## [Directive a]
In the reciprocal lattice thread below, write out the part from "The Attempt at" up to and including "this is perpendicular.", swapping "not quite sure" for "unsure".

## [Selected passage]
Showing reciprocol lattice is perpenducular to a plane

[TFM]

Homework Statement

If a_1 a_2 a_3 are the unit vectors of a real space lattice, then the so-called “reciprocal lattice” is defined by the unit vectors b_1 b_2 b_3 where:

b_1 = \frac{2\pi a_2 \times a_3}{a_1 \cdot a_2 \times a_3}

b_2 = \frac{2\pi a_3 \times a_1}{a_1 \cdot a_2 \times a_3}

b_3 = \frac{2\pi a_1 \times a_2}{a_1 \cdot a_2 \times a_3}


Consider a plane hkl in a crystal lattice.

(a) Prove that the reciprocal lattice vector G = hb_1 + kb_2 + lb_3 is perpendicular to this plane.

(b) Prove that the distance between two adjacent parallel planes of the lattice is

d(hkl) = \frac{2\pi}{|G|}

Homework Equations

a \cdot b = |A||B| cos \theta
a \times b = |A||B| sin \theta

The Attempt at a Solution

So far I have subsituted in the values of a1/2/3 into the given equation to give:

G = h\frac{2\pi a_2 \times a_3}{a_1 \cdot a_2 \times a_3} + k\frac{2\pi a_3 \times a_1}{a_1 \cdot a_2 \times a_3} + l\frac{2\pi a_1 \times a_2}{a_1 \cdot a_2 \times a_3}

but I am not quite sure how to show that this is perpendicular.

I have added the dot and cross product as I feel these may be useful?

 

[physicsworks]

Think of reciprocal lattice as a set of wave vectors \mathbf{G} such that the plane wave e^{i \mathbf{k}\mathbf{r}} with \mathbf{k = G} has a translation symmetry of Bravais lattice.
So, for any vector \mathbf{R} of Bravais lattice (\mathbf{R}= n_1 \mathbf{a_1} + n_2 \mathbf{a_2} + n_3 \mathbf{a_3}) you should have:
e^{i \mathbf{G} \mathbf{r}} = e^{i \mathbf{G (r + R)}}
and
e^{i \mathbf {GR}}=1
This is far more physical definition of the reciprocal lattice (RL). From this, you can easily show that three vectors \math{b_1}, \math{b_2}, \math{b_3} as you defined them form a reciprocal lattice and every vector of RL has a form G=k_1 \mathbf{b_1} + k_2 \mathbf{b_2} + k_3 \mathbf{b_3} where k_1, k_2, k_3 \in Z.

## [Directive b]
Copy each line of the records below that contains the string "snow".

## [Data to use]
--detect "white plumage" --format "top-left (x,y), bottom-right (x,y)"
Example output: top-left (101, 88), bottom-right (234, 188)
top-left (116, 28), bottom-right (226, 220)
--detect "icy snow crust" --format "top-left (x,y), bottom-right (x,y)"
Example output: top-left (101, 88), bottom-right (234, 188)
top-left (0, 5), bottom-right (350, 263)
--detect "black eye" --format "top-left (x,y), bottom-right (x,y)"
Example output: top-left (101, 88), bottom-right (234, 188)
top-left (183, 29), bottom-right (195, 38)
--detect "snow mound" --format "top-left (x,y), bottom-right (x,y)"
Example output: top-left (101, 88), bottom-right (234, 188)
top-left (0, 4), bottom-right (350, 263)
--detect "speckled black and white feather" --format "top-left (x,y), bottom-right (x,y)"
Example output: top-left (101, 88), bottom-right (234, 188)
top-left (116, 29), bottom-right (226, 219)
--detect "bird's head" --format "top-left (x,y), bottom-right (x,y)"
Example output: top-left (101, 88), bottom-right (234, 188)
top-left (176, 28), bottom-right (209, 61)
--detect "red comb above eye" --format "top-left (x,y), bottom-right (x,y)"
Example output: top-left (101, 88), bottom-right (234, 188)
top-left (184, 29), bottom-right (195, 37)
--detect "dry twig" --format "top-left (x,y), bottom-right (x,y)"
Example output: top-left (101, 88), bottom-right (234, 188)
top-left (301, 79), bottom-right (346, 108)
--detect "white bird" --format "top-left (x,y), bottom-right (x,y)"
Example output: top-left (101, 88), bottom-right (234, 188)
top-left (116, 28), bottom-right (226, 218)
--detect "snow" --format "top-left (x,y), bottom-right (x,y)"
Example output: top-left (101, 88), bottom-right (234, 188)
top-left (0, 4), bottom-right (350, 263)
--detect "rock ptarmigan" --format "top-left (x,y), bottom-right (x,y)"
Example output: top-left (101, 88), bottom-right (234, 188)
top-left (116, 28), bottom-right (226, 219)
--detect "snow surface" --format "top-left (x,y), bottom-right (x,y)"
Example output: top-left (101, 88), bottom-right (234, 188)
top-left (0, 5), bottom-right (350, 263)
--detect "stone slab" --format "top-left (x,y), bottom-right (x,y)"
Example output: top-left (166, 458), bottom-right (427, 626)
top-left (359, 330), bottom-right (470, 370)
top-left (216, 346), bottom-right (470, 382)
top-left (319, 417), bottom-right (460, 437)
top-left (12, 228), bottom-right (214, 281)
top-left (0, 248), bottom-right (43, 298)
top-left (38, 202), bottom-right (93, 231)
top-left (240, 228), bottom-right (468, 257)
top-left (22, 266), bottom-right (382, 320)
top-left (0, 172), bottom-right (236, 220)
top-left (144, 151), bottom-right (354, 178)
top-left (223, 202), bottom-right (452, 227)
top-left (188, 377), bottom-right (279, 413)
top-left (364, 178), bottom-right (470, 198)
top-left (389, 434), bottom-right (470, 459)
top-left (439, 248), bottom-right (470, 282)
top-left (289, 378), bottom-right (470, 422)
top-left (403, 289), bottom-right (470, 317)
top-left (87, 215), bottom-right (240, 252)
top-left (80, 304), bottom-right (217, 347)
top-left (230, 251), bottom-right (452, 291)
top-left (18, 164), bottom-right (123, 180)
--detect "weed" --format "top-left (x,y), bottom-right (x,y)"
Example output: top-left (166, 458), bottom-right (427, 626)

## [Task answer a]
The Attempt at a Solution

So far I have subsituted in the values of a1/2/3 into the given equation to give:

G = h\frac{2\pi a_2 \times a_3}{a_1 \cdot a_2 \times a_3} + k\frac{2\pi a_3 \times a_1}{a_1 \cdot a_2 \times a_3} + l\frac{2\pi a_1 \times a_2}{a_1 \cdot a_2 \times a_3}

but I am unsure how to show that this is perpendicular.

## [Task answer b]
--detect "icy snow crust" --format "top-left (x,y), bottom-right (x,y)"
--detect "snow mound" --format "top-left (x,y), bottom-right (x,y)"
--detect "snow" --format "top-left (x,y), bottom-right (x,y)"
--detect "snow surface" --format "top-left (x,y), bottom-right (x,y)"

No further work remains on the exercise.